STATED EXERCISE: In the passage on extroversion and asceticism, which philosophy is called the most common form of your thinking?

GIVEN TEXT:
Whatever persuasion you may be following at any moment, this philosophy of extroversion is, in fact, the most common form of your thinking. The consideration of asceticism is fairly uncommon, at least among Western people. People may feel fear and guilt and sorrow and anger and doubt in reaction to their relational, vital, extroverted life, but rarely do they become interested in ascetic transformation, inversion of attention, and attainment of mystical states. The common “Western” persuasion is toward the things that are already arising. We are already physically alive in this elemental domain, already sexy and full of life and thinking and reacting and responding. Our primary philosophy, since we are so primitive, is the gravitation by mere association toward the things of the gross life, toward everything below the heart. Is it perhaps true, then, that the true way of life is not a matter of the inversion of attention, of renouncing, separating from, and escaping from the vital functions? Perhaps it is simply true that this elemental existence is all there is to life. Perhaps it is true that we think and we feel and we breathe and we sex and we walk and then we die eventually. Perhaps that is the extent of it. Perhaps the fundamental force of life is an irrational force, and perhaps we should throw ourselves into this obvious physical event and exploit it as we will, toward a short life or a long one. Could this possibly be the true way of life?

Which point of view is true? You yourself represent both of these inclinations, the outward and the inward. Which of them is true? Can you really make a decision? Has any of you decided between these two very intense arguments that you represent in your own body-mind?

All of you are divided between these two points of view. You are primarily committed to the exploitation of your gross functional life, to the fulfillment of your born state. Yet you are still very strongly and primitively moved toward the possibility that ascetic spiritual practice represents—the inversion of attention, silent meditation, liberation of the soul, realization of the self, yoga, mystical visions and transports, knowledge in higher, psychic, superconscious forms. You are an argument that has no ending, constantly alternating between these two points of view.

STORED DATA:
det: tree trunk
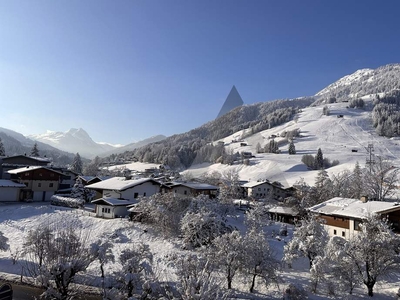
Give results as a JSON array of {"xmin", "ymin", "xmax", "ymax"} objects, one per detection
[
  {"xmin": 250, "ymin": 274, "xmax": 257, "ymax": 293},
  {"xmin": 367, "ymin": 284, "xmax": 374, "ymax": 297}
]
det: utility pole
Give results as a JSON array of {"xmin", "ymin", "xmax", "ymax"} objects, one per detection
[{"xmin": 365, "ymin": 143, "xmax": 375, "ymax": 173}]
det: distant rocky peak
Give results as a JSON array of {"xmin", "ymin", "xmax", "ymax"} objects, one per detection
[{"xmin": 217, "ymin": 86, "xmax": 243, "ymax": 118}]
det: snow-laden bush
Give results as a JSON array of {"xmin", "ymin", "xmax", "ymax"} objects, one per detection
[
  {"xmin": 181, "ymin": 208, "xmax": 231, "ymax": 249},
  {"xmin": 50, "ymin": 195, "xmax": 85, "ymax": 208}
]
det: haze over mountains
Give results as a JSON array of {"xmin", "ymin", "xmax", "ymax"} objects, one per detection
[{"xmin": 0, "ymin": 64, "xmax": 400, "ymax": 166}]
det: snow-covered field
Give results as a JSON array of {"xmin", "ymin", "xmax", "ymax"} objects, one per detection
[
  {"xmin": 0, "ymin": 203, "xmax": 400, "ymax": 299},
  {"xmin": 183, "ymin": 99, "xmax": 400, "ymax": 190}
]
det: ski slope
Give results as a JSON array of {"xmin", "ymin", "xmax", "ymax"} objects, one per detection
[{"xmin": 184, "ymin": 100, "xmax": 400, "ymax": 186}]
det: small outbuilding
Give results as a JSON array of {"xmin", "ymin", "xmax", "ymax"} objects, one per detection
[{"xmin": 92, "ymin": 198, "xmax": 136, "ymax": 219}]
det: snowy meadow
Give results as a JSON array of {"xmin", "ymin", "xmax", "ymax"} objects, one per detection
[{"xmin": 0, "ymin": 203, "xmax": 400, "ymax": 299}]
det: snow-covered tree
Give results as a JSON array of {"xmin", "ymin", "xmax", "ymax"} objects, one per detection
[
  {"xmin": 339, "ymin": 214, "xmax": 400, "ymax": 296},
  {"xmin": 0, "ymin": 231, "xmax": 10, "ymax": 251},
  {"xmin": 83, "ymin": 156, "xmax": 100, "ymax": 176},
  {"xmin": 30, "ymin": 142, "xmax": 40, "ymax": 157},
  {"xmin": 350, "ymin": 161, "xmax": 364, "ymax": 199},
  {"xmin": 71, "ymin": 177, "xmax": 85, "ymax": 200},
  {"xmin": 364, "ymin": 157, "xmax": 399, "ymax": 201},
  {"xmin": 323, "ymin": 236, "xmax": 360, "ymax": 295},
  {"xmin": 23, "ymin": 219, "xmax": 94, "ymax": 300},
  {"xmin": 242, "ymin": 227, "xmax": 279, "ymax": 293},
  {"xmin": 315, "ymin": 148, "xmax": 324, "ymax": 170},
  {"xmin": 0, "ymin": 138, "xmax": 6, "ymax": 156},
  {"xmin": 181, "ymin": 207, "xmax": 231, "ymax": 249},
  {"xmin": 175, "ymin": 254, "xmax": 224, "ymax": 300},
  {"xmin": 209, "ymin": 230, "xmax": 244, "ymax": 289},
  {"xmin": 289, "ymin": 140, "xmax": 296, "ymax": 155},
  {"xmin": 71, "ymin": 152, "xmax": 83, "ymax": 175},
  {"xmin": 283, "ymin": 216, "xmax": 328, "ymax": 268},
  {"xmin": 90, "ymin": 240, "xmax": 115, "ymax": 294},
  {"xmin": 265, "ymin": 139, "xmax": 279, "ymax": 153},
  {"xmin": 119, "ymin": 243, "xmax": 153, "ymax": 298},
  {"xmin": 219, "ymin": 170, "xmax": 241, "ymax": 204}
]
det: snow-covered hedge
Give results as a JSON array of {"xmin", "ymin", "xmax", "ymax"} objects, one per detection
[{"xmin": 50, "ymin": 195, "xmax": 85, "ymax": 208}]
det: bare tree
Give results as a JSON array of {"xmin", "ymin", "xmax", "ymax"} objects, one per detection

RESPONSE: The philosophy of extroversion.